Can you reproduce everything in the entries below, character for character, from the line containing "Mark the region of each instance of the flat" down to the line containing "55 84 L 82 68", with both of those lines included?

-- START PROVIDED INFORMATION --

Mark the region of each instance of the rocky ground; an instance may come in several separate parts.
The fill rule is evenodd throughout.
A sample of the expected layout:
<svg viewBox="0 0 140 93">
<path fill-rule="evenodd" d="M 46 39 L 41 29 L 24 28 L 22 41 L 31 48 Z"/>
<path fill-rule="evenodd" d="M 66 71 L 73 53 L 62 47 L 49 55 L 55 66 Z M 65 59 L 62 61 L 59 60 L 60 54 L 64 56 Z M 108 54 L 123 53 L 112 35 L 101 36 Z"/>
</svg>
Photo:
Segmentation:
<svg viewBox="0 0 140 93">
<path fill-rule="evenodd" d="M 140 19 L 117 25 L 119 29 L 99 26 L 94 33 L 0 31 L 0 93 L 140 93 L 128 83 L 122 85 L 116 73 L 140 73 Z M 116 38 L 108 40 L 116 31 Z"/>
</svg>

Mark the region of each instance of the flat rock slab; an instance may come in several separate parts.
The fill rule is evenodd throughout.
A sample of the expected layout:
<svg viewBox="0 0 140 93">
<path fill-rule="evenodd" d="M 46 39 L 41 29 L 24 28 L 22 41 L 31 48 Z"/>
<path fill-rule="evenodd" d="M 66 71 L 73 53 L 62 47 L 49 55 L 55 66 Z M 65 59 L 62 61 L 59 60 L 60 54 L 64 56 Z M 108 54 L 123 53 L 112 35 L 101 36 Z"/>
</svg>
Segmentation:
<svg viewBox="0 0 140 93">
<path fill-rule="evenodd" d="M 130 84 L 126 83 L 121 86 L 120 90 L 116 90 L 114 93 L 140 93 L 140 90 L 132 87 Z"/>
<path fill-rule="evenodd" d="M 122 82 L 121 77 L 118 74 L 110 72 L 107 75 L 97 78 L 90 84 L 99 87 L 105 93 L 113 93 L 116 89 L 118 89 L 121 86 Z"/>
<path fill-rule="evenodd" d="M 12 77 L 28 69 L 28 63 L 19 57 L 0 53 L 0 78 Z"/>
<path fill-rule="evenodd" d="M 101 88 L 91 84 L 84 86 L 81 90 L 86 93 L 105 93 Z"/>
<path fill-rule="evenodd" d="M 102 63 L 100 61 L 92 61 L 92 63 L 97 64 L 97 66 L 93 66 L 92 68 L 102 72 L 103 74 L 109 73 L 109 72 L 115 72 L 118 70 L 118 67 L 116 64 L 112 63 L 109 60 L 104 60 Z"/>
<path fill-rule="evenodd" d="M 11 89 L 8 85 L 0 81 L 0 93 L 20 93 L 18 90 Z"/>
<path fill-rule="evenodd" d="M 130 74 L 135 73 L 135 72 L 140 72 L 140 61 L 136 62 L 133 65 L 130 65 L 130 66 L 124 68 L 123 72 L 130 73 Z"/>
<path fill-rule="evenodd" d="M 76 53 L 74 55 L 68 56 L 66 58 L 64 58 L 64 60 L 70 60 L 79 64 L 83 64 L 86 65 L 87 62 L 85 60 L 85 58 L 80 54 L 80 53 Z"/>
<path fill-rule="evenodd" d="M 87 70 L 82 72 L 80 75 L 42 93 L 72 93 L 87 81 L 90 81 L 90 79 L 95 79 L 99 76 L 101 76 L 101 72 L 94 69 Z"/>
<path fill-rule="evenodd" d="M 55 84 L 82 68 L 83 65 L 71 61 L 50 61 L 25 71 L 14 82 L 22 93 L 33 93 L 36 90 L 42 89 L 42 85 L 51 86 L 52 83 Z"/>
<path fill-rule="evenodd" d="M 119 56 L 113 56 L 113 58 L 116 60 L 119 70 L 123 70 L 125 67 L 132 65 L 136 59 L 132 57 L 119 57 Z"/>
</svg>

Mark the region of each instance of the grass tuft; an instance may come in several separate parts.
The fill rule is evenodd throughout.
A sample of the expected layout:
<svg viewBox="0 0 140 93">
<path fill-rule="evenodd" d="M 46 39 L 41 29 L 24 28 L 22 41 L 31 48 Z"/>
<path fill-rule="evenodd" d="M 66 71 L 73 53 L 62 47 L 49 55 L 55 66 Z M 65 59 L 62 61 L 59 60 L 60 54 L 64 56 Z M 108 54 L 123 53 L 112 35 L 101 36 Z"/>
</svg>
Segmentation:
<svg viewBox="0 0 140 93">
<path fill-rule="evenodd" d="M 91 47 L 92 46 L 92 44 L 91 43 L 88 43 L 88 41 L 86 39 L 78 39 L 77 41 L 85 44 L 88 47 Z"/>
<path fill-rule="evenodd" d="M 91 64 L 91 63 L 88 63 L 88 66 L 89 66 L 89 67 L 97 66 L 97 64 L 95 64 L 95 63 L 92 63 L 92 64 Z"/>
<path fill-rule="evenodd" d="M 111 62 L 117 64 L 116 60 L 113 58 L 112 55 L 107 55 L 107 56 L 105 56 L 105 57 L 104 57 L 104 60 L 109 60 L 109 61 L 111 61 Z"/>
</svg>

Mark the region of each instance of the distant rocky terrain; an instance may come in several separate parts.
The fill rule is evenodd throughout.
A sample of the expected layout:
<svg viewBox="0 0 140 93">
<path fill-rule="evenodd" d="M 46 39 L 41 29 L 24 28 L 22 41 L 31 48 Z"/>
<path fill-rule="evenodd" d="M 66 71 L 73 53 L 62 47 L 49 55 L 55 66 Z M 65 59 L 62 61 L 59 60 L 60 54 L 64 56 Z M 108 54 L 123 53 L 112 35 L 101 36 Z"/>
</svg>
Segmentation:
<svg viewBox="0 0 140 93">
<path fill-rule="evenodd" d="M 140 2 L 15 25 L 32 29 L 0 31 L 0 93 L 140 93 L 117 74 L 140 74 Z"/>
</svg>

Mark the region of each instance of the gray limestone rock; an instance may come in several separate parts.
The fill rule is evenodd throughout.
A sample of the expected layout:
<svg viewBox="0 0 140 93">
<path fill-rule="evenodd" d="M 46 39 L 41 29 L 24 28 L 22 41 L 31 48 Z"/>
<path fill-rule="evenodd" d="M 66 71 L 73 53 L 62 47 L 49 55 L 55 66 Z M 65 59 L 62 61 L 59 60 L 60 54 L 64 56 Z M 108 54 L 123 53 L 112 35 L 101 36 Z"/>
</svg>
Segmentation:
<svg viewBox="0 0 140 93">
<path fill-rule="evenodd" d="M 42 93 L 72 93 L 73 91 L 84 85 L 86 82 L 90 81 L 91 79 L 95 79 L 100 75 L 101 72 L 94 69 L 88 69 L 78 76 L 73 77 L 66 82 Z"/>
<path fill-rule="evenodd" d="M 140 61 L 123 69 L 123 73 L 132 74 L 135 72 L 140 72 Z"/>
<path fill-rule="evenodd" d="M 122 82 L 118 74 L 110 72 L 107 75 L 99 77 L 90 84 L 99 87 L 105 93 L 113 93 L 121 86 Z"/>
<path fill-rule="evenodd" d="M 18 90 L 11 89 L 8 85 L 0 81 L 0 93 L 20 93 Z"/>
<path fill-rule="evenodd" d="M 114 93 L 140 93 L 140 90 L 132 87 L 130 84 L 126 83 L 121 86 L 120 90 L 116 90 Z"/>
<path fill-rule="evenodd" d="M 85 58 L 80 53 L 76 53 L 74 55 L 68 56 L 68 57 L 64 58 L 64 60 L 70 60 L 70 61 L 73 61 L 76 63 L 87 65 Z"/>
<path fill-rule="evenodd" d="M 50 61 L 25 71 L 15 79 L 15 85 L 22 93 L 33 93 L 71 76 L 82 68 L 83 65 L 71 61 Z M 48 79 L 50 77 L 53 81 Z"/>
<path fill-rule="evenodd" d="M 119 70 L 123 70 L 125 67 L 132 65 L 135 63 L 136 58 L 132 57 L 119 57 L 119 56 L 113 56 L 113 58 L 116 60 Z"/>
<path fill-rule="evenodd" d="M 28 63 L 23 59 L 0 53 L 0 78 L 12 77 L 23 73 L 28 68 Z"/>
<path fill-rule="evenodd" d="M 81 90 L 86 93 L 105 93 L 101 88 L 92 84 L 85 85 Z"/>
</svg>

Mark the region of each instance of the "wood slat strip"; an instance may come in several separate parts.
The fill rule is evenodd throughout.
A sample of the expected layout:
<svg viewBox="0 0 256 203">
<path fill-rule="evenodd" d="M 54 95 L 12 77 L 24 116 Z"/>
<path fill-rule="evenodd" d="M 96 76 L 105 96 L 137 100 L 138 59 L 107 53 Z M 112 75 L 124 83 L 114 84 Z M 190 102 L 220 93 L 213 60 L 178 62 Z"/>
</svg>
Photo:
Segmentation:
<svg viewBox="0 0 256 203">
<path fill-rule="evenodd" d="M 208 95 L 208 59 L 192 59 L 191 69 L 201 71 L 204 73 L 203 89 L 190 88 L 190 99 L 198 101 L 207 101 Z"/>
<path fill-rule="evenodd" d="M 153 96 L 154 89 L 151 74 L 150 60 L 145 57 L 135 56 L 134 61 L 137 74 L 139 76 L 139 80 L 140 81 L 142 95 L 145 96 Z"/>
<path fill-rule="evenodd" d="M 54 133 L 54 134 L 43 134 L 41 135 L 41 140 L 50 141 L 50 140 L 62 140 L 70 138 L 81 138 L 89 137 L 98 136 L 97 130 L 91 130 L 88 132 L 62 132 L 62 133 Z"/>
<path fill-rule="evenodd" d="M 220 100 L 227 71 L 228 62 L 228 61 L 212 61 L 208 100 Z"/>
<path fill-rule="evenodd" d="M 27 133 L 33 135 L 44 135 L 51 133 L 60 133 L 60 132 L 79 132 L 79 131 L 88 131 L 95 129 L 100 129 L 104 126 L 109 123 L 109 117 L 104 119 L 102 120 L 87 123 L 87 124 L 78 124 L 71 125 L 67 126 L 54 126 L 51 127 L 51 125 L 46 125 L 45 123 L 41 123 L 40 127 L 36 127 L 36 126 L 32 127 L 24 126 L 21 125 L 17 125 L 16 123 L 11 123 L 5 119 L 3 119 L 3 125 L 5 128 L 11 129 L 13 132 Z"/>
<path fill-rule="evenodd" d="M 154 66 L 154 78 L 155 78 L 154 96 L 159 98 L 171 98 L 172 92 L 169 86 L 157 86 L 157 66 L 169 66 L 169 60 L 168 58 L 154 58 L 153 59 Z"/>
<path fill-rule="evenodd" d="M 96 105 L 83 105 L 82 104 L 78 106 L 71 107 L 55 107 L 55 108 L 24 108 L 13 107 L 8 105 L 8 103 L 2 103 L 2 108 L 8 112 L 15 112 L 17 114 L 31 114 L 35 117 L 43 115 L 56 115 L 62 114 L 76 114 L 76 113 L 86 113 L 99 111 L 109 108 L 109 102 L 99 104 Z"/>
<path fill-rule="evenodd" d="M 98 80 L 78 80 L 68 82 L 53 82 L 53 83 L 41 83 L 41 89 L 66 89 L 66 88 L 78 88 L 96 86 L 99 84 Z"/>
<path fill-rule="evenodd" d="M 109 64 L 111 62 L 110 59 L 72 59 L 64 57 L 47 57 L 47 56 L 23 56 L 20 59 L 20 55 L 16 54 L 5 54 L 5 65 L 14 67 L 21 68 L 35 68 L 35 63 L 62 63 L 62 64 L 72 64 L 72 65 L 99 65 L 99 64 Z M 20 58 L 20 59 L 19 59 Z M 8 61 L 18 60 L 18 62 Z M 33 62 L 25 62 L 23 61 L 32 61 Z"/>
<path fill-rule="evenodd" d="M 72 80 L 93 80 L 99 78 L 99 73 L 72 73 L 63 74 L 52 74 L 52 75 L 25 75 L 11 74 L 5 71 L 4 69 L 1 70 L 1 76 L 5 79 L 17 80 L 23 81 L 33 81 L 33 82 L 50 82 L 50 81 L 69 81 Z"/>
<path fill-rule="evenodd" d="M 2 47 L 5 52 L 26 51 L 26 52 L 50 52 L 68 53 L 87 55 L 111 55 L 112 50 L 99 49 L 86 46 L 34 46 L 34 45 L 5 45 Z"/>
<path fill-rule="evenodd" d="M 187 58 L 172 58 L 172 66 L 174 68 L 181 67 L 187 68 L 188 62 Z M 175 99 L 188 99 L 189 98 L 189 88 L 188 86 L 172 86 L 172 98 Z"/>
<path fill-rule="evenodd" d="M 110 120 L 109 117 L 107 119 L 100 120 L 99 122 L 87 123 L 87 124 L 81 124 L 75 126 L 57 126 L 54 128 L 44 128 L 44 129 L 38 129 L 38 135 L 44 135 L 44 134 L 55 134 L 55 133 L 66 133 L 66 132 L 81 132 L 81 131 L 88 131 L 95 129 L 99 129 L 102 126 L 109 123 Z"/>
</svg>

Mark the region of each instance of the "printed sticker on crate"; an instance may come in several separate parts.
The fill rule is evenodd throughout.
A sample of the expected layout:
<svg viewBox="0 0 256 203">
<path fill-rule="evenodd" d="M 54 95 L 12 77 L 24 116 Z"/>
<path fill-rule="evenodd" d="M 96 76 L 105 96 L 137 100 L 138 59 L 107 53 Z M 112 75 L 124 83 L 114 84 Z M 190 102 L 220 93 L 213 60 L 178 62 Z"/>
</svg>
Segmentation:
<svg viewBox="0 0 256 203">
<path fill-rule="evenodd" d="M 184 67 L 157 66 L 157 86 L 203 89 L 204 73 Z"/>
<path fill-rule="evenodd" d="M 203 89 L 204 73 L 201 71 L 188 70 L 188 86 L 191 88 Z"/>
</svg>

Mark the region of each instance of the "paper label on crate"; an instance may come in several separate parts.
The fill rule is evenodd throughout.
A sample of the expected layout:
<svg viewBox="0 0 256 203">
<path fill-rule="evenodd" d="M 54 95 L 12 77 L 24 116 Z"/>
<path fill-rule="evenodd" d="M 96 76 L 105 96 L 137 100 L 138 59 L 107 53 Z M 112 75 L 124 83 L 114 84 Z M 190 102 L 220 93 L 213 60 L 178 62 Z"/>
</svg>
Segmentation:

-- END PROVIDED INFORMATION --

ANSWER TO THE EXERCISE:
Mark the region of each instance of the flat rock slab; an instance may come in several separate parts.
The fill rule is evenodd throughout.
A sample of the expected layout:
<svg viewBox="0 0 140 93">
<path fill-rule="evenodd" d="M 46 39 L 41 29 L 24 28 L 22 41 L 31 48 Z"/>
<path fill-rule="evenodd" d="M 66 71 L 73 53 L 62 47 L 49 55 L 55 66 Z M 65 59 L 62 61 L 59 60 L 60 54 L 64 56 Z M 108 54 L 123 53 L 112 35 L 101 36 Z"/>
</svg>
Segmentation:
<svg viewBox="0 0 140 93">
<path fill-rule="evenodd" d="M 130 84 L 126 83 L 121 86 L 120 90 L 116 90 L 114 93 L 140 93 L 140 90 L 132 87 Z"/>
<path fill-rule="evenodd" d="M 122 82 L 121 77 L 118 74 L 110 72 L 107 75 L 97 78 L 90 84 L 99 87 L 105 93 L 113 93 L 116 89 L 118 89 L 121 86 Z"/>
<path fill-rule="evenodd" d="M 12 77 L 28 69 L 28 63 L 19 57 L 0 53 L 0 78 Z"/>
<path fill-rule="evenodd" d="M 101 88 L 91 84 L 84 86 L 81 90 L 86 93 L 105 93 Z"/>
<path fill-rule="evenodd" d="M 102 63 L 100 61 L 92 61 L 92 63 L 97 64 L 97 66 L 93 66 L 92 68 L 102 72 L 103 74 L 109 73 L 109 72 L 115 72 L 118 70 L 118 67 L 116 64 L 112 63 L 109 60 L 104 60 Z"/>
<path fill-rule="evenodd" d="M 11 89 L 8 85 L 0 81 L 0 93 L 20 93 L 18 90 Z"/>
<path fill-rule="evenodd" d="M 130 74 L 135 73 L 135 72 L 140 72 L 140 61 L 136 62 L 133 65 L 130 65 L 130 66 L 124 68 L 123 72 L 130 73 Z"/>
<path fill-rule="evenodd" d="M 76 53 L 74 55 L 68 56 L 66 58 L 64 58 L 64 60 L 70 60 L 79 64 L 83 64 L 86 65 L 87 62 L 85 60 L 85 58 L 80 54 L 80 53 Z"/>
<path fill-rule="evenodd" d="M 87 70 L 82 72 L 80 75 L 42 93 L 72 93 L 87 81 L 90 81 L 90 79 L 95 79 L 99 76 L 101 76 L 101 72 L 94 69 Z"/>
<path fill-rule="evenodd" d="M 55 84 L 82 68 L 83 65 L 71 61 L 50 61 L 25 71 L 14 82 L 22 93 L 33 93 L 36 90 L 42 89 L 42 85 L 51 86 L 52 83 Z"/>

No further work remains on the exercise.